▶ Written exercise
Copy the rows word for word, starting at the one that contains "Where can you see the green foliage?" and ending at the one that contains "(1136, 584)", with both of those rows included. Leave the pictures out of your copy.
** Start of Data lines **
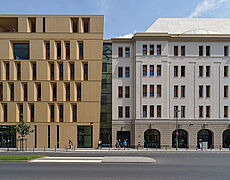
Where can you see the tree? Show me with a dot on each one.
(23, 130)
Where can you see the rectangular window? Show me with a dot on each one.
(175, 71)
(54, 92)
(200, 71)
(207, 91)
(144, 90)
(207, 111)
(78, 92)
(127, 52)
(182, 111)
(120, 51)
(151, 90)
(47, 50)
(52, 71)
(182, 71)
(158, 70)
(86, 25)
(25, 92)
(225, 111)
(20, 112)
(12, 92)
(61, 113)
(151, 70)
(175, 91)
(200, 50)
(175, 50)
(144, 49)
(120, 71)
(127, 112)
(58, 50)
(120, 111)
(158, 90)
(39, 92)
(7, 71)
(120, 91)
(159, 111)
(85, 71)
(31, 113)
(127, 72)
(200, 111)
(208, 50)
(52, 113)
(44, 24)
(60, 71)
(225, 71)
(21, 50)
(225, 91)
(81, 51)
(67, 92)
(5, 112)
(19, 71)
(151, 49)
(175, 111)
(48, 136)
(200, 91)
(1, 92)
(208, 71)
(67, 46)
(158, 49)
(74, 25)
(151, 111)
(74, 113)
(72, 71)
(182, 50)
(226, 51)
(144, 70)
(127, 91)
(144, 111)
(183, 91)
(34, 71)
(58, 134)
(32, 24)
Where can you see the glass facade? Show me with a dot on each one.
(106, 97)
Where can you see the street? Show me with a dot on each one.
(169, 165)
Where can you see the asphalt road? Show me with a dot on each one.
(170, 165)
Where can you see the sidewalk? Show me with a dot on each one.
(130, 150)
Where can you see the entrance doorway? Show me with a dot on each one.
(226, 138)
(152, 138)
(205, 136)
(122, 135)
(84, 136)
(182, 139)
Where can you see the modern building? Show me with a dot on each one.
(106, 95)
(172, 83)
(50, 77)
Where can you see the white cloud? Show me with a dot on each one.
(126, 36)
(205, 6)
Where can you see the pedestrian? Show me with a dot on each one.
(70, 144)
(117, 144)
(125, 144)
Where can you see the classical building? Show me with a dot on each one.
(172, 82)
(50, 77)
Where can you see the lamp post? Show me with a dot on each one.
(177, 133)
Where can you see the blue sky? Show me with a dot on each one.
(122, 16)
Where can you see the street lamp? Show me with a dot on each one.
(177, 133)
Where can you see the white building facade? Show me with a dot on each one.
(172, 82)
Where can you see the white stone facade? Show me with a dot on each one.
(215, 82)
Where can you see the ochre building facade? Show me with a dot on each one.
(50, 77)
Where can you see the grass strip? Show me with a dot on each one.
(19, 158)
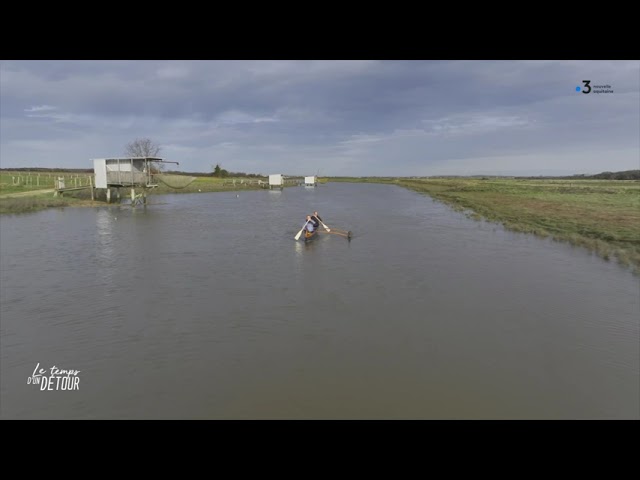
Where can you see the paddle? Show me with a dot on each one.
(301, 230)
(326, 228)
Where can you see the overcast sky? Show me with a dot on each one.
(397, 118)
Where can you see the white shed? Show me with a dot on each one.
(275, 180)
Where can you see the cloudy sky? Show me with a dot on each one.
(398, 118)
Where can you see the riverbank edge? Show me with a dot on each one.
(627, 257)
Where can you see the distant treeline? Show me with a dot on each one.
(212, 174)
(626, 175)
(39, 169)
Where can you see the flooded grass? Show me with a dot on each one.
(602, 216)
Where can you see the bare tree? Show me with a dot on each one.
(142, 147)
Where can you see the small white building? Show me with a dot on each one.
(275, 181)
(123, 172)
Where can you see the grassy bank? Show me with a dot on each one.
(600, 215)
(210, 184)
(35, 202)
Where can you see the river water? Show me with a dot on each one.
(203, 306)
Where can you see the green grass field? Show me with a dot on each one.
(600, 215)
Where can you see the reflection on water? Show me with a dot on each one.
(204, 306)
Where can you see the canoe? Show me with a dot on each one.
(335, 231)
(307, 237)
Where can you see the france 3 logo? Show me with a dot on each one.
(587, 87)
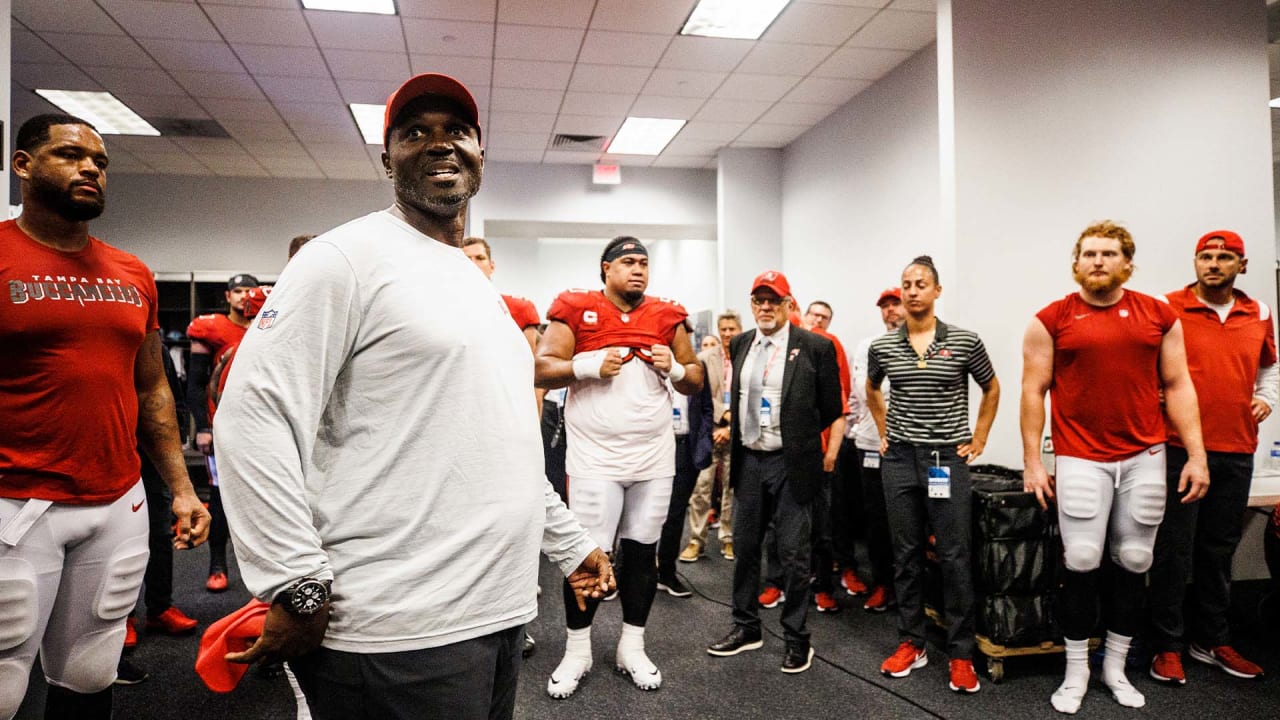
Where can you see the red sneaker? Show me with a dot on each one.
(131, 633)
(824, 602)
(216, 582)
(1225, 657)
(905, 659)
(771, 597)
(851, 584)
(174, 621)
(880, 601)
(1168, 668)
(963, 678)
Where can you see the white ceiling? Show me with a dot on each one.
(278, 77)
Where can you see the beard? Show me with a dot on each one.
(64, 204)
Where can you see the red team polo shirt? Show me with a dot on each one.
(1106, 376)
(1224, 360)
(71, 327)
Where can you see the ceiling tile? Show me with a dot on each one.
(62, 76)
(263, 26)
(172, 21)
(362, 64)
(557, 13)
(515, 155)
(502, 123)
(826, 91)
(897, 30)
(533, 42)
(517, 100)
(282, 62)
(356, 31)
(796, 114)
(478, 10)
(659, 106)
(718, 132)
(608, 48)
(136, 80)
(448, 37)
(608, 78)
(519, 141)
(682, 83)
(741, 86)
(470, 72)
(103, 50)
(860, 63)
(369, 91)
(663, 17)
(64, 16)
(32, 49)
(713, 54)
(817, 24)
(187, 55)
(167, 106)
(531, 74)
(298, 90)
(732, 110)
(586, 124)
(771, 136)
(219, 85)
(608, 104)
(784, 59)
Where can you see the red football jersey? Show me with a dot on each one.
(598, 323)
(1106, 376)
(215, 329)
(71, 327)
(522, 311)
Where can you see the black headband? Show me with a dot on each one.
(620, 247)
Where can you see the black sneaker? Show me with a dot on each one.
(129, 674)
(673, 587)
(798, 659)
(739, 641)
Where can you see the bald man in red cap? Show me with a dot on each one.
(1232, 356)
(786, 392)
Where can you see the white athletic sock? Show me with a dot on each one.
(631, 659)
(1112, 671)
(574, 665)
(1069, 696)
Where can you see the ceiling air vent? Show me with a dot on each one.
(183, 127)
(588, 142)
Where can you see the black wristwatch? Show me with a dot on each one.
(305, 597)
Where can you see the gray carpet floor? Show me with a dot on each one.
(842, 682)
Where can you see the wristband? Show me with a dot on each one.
(588, 365)
(677, 372)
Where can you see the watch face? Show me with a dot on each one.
(309, 597)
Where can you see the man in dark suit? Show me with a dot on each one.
(786, 391)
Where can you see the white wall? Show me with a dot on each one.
(1072, 113)
(862, 197)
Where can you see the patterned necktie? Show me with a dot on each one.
(754, 392)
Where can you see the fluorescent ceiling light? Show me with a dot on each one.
(644, 136)
(108, 114)
(369, 118)
(376, 7)
(745, 19)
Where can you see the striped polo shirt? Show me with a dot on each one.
(929, 405)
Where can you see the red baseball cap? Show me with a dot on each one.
(775, 281)
(896, 292)
(429, 83)
(1221, 240)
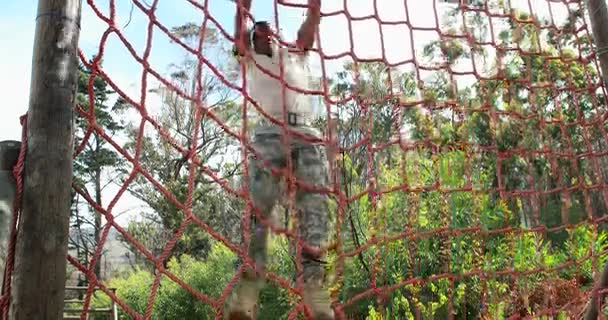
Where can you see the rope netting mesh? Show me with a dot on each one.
(470, 178)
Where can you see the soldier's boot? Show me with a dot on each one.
(243, 302)
(316, 297)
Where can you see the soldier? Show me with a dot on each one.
(308, 154)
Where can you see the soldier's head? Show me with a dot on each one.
(261, 38)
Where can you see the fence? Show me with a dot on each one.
(470, 179)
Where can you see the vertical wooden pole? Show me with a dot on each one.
(9, 153)
(598, 15)
(42, 242)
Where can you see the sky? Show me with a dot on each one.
(17, 25)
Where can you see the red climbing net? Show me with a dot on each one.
(471, 178)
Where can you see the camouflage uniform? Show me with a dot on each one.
(310, 167)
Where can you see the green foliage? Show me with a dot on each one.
(454, 222)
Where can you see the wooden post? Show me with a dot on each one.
(42, 242)
(9, 153)
(598, 15)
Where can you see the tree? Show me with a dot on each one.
(96, 166)
(213, 148)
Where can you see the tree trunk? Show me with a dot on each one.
(97, 226)
(42, 241)
(9, 152)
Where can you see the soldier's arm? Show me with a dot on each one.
(308, 29)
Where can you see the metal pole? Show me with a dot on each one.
(42, 242)
(598, 15)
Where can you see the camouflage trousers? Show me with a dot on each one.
(309, 167)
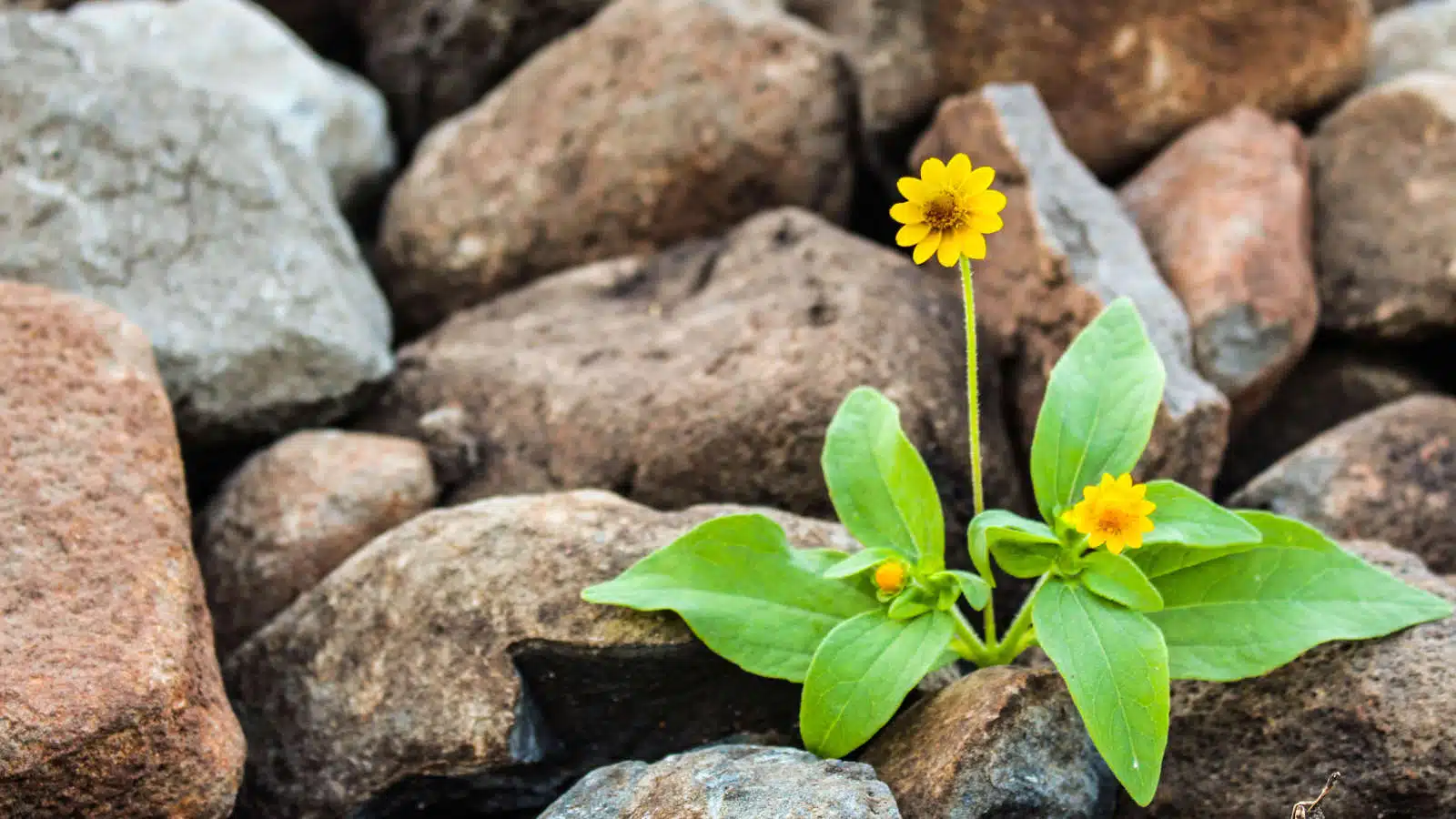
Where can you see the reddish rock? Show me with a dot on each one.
(111, 702)
(1227, 215)
(1123, 77)
(1390, 474)
(659, 121)
(1067, 252)
(295, 511)
(1385, 210)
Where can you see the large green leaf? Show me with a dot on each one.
(861, 675)
(1116, 666)
(1099, 409)
(1184, 516)
(1249, 612)
(743, 592)
(880, 486)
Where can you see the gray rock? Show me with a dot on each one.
(189, 215)
(232, 47)
(743, 782)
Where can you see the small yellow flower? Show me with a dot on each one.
(890, 577)
(1113, 511)
(950, 210)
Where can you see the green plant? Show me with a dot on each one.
(1136, 584)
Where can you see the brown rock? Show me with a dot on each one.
(451, 663)
(1330, 385)
(1001, 742)
(1067, 252)
(1227, 216)
(1390, 474)
(1376, 710)
(1385, 208)
(295, 511)
(1123, 77)
(705, 373)
(111, 702)
(660, 121)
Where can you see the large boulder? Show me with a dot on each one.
(1067, 252)
(111, 702)
(659, 121)
(187, 212)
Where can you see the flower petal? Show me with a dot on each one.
(912, 234)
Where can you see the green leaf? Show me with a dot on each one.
(1249, 612)
(997, 525)
(743, 592)
(1184, 516)
(1120, 581)
(1116, 666)
(1099, 409)
(878, 482)
(861, 675)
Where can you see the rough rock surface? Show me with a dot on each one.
(744, 782)
(1385, 208)
(451, 665)
(232, 47)
(1378, 712)
(1067, 252)
(186, 212)
(659, 121)
(1227, 216)
(1123, 77)
(705, 373)
(295, 511)
(111, 702)
(1390, 475)
(1004, 742)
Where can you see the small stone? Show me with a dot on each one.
(659, 121)
(188, 213)
(295, 511)
(1390, 475)
(1067, 252)
(1123, 77)
(1227, 216)
(232, 47)
(451, 665)
(1385, 210)
(1375, 710)
(743, 782)
(999, 743)
(111, 703)
(705, 373)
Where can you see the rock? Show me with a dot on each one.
(1330, 385)
(1067, 252)
(1001, 742)
(1123, 79)
(660, 121)
(1385, 216)
(705, 373)
(111, 703)
(295, 511)
(1378, 712)
(451, 665)
(1227, 216)
(186, 212)
(437, 57)
(1390, 475)
(744, 782)
(232, 47)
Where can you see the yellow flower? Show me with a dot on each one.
(950, 212)
(1113, 511)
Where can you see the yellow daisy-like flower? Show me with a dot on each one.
(950, 210)
(1113, 511)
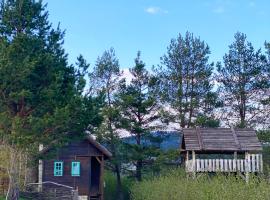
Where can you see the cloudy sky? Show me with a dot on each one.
(93, 26)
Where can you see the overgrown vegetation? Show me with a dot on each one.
(175, 185)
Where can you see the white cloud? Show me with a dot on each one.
(219, 10)
(251, 3)
(155, 10)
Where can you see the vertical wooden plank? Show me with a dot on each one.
(210, 165)
(226, 165)
(247, 166)
(90, 174)
(198, 165)
(206, 165)
(230, 165)
(217, 165)
(261, 163)
(257, 162)
(235, 155)
(40, 170)
(213, 165)
(253, 162)
(102, 178)
(202, 165)
(221, 165)
(234, 165)
(193, 163)
(242, 165)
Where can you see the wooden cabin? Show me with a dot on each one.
(221, 150)
(79, 165)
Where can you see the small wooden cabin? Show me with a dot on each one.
(221, 149)
(80, 165)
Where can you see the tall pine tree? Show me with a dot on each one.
(139, 111)
(242, 83)
(40, 93)
(106, 79)
(186, 76)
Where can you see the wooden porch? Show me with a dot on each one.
(251, 163)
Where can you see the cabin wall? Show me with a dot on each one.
(76, 151)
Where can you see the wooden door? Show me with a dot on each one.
(82, 182)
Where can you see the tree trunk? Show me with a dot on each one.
(118, 183)
(139, 170)
(13, 172)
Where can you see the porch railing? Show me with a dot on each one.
(252, 163)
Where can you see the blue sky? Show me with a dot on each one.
(93, 26)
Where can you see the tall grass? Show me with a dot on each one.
(176, 186)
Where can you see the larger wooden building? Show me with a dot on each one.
(221, 150)
(80, 165)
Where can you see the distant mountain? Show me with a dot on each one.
(165, 140)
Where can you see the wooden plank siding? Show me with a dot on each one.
(84, 152)
(220, 139)
(252, 163)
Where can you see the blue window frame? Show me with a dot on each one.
(58, 168)
(75, 168)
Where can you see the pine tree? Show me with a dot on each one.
(106, 79)
(41, 100)
(186, 76)
(243, 83)
(139, 110)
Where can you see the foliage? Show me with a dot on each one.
(243, 83)
(105, 79)
(139, 109)
(186, 79)
(41, 95)
(175, 185)
(110, 190)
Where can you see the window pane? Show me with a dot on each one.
** End of Data lines **
▶ Problem solution
Where can you see the green foliage? Show me with a dot on each one.
(454, 222)
Where can you see the wooden post? Show me with a dot on each one.
(42, 242)
(9, 153)
(598, 15)
Where can you see the tree? Show me with a dot on each one.
(96, 166)
(213, 148)
Where can you see the tree trunk? Show me with a dot on each one.
(97, 226)
(42, 241)
(9, 152)
Where can you see the soldier's arm? Show me with a dot on each one.
(308, 29)
Where can you see the metal pole? Show me with a dot on each one.
(42, 242)
(598, 15)
Where can you see the camouflage trousers? Show me with a dot on each one.
(309, 167)
Where can you see the reddish rock? Show me with a dot on each one.
(111, 702)
(1227, 215)
(1123, 77)
(1390, 474)
(659, 121)
(1067, 252)
(295, 511)
(1385, 210)
Where can you see the large green leaf? Show me with a dot on each one.
(861, 675)
(1116, 666)
(1099, 409)
(1184, 516)
(1249, 612)
(743, 592)
(880, 486)
Where can you see the gray rock? Show me with a dot on each one.
(189, 215)
(232, 47)
(743, 782)
Where can you see the small yellow flower? Show me with a dot on each one.
(890, 577)
(1113, 511)
(950, 210)
Where can you see the green plant? Show me with a dot on each one.
(1136, 584)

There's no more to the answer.